Don’t bother building that retirement fund

A passing star shifting Neptune’s orbit could cause the collapse of the solar system

The good news: you have about the next 100 billion years to relax and sip your coffee.

(Headline is misleading. It kinda-sorta implies that there is such a thing on the horizon, while the actual study is just a hypothetical calculation.)

10 thoughts on “Don’t bother building that retirement fund

  1. But climate change ie rising surface temps will probably make the earth unliveable in less than 90 yrs. So party like it’s 1999.

    1. See, religion is not necessary to show people an apocalypse is right around the corner.

      1. Sure, Stick, but religion is good for making people believe there is somewhere to go after the apocalypse – IF they follow orders in this world. And pony up some righteous bucks, too.

    2. Even more urgent is something called peak arable land, i.e. means land suitable for crops, google it and you’ll see some nice graphs. It peaked like 20-30 years ago, and may now be declining as ever more people need ever more space.

# Entries provided

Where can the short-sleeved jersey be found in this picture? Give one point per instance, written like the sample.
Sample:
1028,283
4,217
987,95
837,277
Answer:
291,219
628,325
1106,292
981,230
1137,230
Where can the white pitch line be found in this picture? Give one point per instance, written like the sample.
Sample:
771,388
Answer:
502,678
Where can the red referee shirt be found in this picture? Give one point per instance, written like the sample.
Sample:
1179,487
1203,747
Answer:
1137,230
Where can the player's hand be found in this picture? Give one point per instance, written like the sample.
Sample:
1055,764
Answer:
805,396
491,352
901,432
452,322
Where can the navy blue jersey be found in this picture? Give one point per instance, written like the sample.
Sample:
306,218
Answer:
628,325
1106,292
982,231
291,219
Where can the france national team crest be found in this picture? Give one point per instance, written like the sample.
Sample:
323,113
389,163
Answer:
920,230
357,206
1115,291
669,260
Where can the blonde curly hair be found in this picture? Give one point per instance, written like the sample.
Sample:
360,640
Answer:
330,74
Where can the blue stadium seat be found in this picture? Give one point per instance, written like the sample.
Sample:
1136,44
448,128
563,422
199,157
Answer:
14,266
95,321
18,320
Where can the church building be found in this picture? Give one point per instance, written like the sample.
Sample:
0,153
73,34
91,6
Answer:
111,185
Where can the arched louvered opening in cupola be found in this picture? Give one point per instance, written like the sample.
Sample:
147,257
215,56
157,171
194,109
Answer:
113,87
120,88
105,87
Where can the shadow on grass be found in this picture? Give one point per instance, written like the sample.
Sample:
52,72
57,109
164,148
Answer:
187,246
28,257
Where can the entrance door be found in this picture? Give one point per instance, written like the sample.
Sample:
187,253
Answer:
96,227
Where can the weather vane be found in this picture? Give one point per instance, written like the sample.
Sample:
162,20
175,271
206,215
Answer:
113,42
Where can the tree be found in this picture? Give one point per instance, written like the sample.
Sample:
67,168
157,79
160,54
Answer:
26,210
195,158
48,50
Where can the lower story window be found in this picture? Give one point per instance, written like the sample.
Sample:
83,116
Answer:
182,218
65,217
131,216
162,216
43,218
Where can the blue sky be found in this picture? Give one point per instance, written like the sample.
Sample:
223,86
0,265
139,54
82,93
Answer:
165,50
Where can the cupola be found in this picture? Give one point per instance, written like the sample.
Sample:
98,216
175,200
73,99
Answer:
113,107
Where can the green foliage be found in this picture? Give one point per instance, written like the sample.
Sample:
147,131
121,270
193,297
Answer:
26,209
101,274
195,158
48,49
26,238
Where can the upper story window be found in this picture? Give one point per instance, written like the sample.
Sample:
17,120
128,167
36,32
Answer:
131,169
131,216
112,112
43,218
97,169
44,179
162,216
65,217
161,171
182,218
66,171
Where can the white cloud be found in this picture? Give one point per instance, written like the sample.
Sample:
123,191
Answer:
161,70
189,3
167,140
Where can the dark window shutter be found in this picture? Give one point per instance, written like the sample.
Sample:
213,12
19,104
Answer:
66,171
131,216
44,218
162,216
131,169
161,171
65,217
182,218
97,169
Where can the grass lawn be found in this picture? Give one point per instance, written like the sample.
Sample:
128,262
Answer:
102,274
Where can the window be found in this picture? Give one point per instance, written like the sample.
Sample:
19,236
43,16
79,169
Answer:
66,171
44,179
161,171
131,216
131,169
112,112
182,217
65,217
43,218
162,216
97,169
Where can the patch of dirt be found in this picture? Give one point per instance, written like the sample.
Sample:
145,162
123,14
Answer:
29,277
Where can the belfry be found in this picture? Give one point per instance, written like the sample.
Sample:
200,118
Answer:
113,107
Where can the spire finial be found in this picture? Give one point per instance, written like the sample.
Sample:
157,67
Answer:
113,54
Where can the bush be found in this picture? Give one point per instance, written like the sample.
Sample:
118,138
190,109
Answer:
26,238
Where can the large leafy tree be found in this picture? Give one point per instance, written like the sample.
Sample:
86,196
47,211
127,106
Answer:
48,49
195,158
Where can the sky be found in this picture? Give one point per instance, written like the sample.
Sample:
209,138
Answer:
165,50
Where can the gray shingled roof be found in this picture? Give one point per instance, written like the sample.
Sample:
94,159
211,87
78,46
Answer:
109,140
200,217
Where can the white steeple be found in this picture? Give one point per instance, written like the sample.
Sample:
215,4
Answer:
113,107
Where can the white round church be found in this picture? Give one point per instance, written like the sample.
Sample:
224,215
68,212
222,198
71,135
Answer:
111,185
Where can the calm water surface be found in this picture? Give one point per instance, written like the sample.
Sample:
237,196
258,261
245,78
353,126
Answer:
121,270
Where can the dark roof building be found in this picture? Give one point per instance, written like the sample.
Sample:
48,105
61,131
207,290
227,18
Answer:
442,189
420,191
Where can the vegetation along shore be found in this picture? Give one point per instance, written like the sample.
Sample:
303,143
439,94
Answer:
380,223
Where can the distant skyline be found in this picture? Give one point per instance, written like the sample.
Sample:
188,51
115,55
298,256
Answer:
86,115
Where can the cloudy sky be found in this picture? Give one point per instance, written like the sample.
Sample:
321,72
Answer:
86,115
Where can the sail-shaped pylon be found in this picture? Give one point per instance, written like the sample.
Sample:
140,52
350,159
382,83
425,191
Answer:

# Required tasks
1. Write out the part of the Neptune post from "(Headline is misleading." to "around the corner.".
2. Answer these questions using the Neptune post.
(a) How much time does the post say you have to relax and sip your coffee?
(b) According to the first comment, within how many years could rising surface temperatures make the earth unlivable?
(c) According to the comment on peak arable land, how long ago did arable land peak?
3. Continue the Neptune post from where it stops.

# Answers for the exercise
1.
(Headline is misleading. It kinda-sorta implies that there is such a thing on the horizon, while the actual study is just a hypothetical calculation.)

10 thoughts on “Don’t bother building that retirement fund

  1. But climate change ie rising surface temps will probably make the earth unliveable in less than 90 yrs. So party like it’s 1999.

    1. See, religion is not necessary to show people an apocalypse is right around the corner.

2.
(a) About the next 100 billion years.
(b) Less than 90 years.
(c) About 20 to 30 years ago.

3.
      What we’re seeing now is persistent famine among large populations in Asian and Africa, this means less healthy people, which means more likely to contract disease, and because they’re moving into previously uninhabited areas, means exposure to new diseases. Monkeypox is likely the first of many.

      Where I am in Ontario, Canada, we’re truly perverse in that we use the best farmland for suburban residential development. It’s really depressing.

      1. To some extent, the decline of agricultural land can be balanced by increased agricultural efficiency, but your point remains the same. At some point the combination of declining agricultural land, the impact of severe climate, and a constantly increasing population will become so critical that population growth must decline as a result, whether through warring over limited resources, starvation or disease. (Those factors combine in powerful ways. A concrete example: War in Ukraine results in starvation in Africa, resulting in death at both ends. A hypothetical example: An increase in population means people need more land for habitation, therefore less for agriculture – thus increasing the demand for food while simultaneously diminishing the ability to produce it, as your Ontario example suggests.)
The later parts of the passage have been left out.